- _What to do_
a: Please retype the stretch of the shade-matching article from "Conventional shade methods" through "predictable shade matching.".
b: Summarize the shade-matching article in two sentences.
c: According to the shade-matching article, who first divulged that treatment-room variables and human error are obstacles?

- _Document segment_

((

The shade matching of a restoration is the critical final step in aesthetic restorative dentistry once morphology and occlusion are addressed. This article describes a seven-step approach to successful shade matching: patient and tooth evaluation, image capture and shade analysis, communication, interpretation, fabrication, verification, and placement of restoration. A step-by-step protocol to shade matching is comprehensively outlined through a case study using a combination of technology-based instrumentation, conventional techniques, and reference photography.
The shade matching of a restoration is the critical final step in aesthetic restorative dentistry once morphology and occlusion are addressed. The variables in the dental treatment room and human error are recognized obstacles first divulged by Dr. Jack Preston at USC Dental School. Color is both a science and an art, and can often be difficult to measure.
Conventional shade methods and technology by itself have limitations, because technicians require more visual information to interpret shade information. Advances in technology have greatly elevated the likelihood of a clinically acceptable shade match through accurate shade analysis, if properly performed. After much research and clinical evaluation, this article addresses a culmination of knowledge that embodies how the author perceives predictable shade matching.
A step-by-step protocol to shade matching is comprehensively outlined through a case study using a combination of technology-based instrumentation, conventional techniques (ie, shade tabs), and reference photography: a wonderful way for predictable shade matching that, if performed properly, can limit costly remakes.
Predictable shade matching protocol
Step 1: evaluation
This phase of treatment may be the most clinically significant because proper shade matching is directly dependent on the tooth type (ie, whether the tooth is high or low in translucency) ( Fig. 1 ).
Preoperative evaluation affects material selection because the choices of materials that can be used for the definitive restoration (ie, metal-ceramic or high-strength computer aided design-computer aided manufacturing (CAD-CAM)–based ceramics, such as alumina or zirconia [ Fig. 2 ]) ultimately dictate the tooth preparation design ( Fig. 3 ). The stump shade of the tooth must be taken into consideration because it may influence the value, chroma, and hue of the final restoration if a translucent or semitranslucent material is used ( Fig. 4 ).
Questions to consider during the preoperative patient evaluation include the following:
Is there significant variation of shade from gingival, to body, to incisal?
Are there any characterizations or effects in the tooth?
Can the patient’s teeth be categorized as high in translucency or high in opacity?
Can materials selection affect the final aesthetic outcome of the restoration?
After those questions have been addressed a treatment plan can be developed, and the clinician can determine the ideal material selection and preparation for the restoration.
Step 2: image capture and shade analysis
One way to analyze the shade is to use technology (SpectroShade Micro, MHT S.P.A., Milan, Italy) ( Fig. 5 ), because it is the least influenced by contrast effects and visual discrepancies associated with improper lighting. Technology requires image capture ( Fig. 6 ) or image acquisition. Once the images are brought into the database and stored, they can then be analyzed for shade ( Figs. 7 and 8 ). Today’s technology streamlines shade analysis by indicating which shade tabs the clinician should select for reference photography (shade communication).

))

- _Records shown_

((

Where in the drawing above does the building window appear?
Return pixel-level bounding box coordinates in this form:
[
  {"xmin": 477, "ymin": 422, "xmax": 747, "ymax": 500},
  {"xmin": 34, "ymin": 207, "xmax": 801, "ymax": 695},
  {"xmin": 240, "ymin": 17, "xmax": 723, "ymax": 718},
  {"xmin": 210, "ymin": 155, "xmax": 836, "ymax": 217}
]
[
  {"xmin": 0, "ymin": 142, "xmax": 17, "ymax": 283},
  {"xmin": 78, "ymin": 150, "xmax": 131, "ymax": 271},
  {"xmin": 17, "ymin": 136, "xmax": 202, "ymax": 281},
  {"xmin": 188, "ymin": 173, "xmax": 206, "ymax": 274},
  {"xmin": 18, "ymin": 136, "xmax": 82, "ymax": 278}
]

))

- _Set of answers_
a:
Conventional shade methods and technology by itself have limitations, because technicians require more visual information to interpret shade information. Advances in technology have greatly elevated the likelihood of a clinically acceptable shade match through accurate shade analysis, if properly performed. After much research and clinical evaluation, this article addresses a culmination of knowledge that embodies how the author perceives predictable shade matching.

b: The article describes a seven-step approach to shade matching in aesthetic restorative dentistry: patient and tooth evaluation, image capture and shade analysis, communication, interpretation, fabrication, verification, and placement of restoration. It outlines this protocol through a case study that combines technology-based instrumentation, conventional techniques such as shade tabs, and reference photography, a method that can limit costly remakes if performed properly.

c: Dr. Jack Preston at USC Dental School.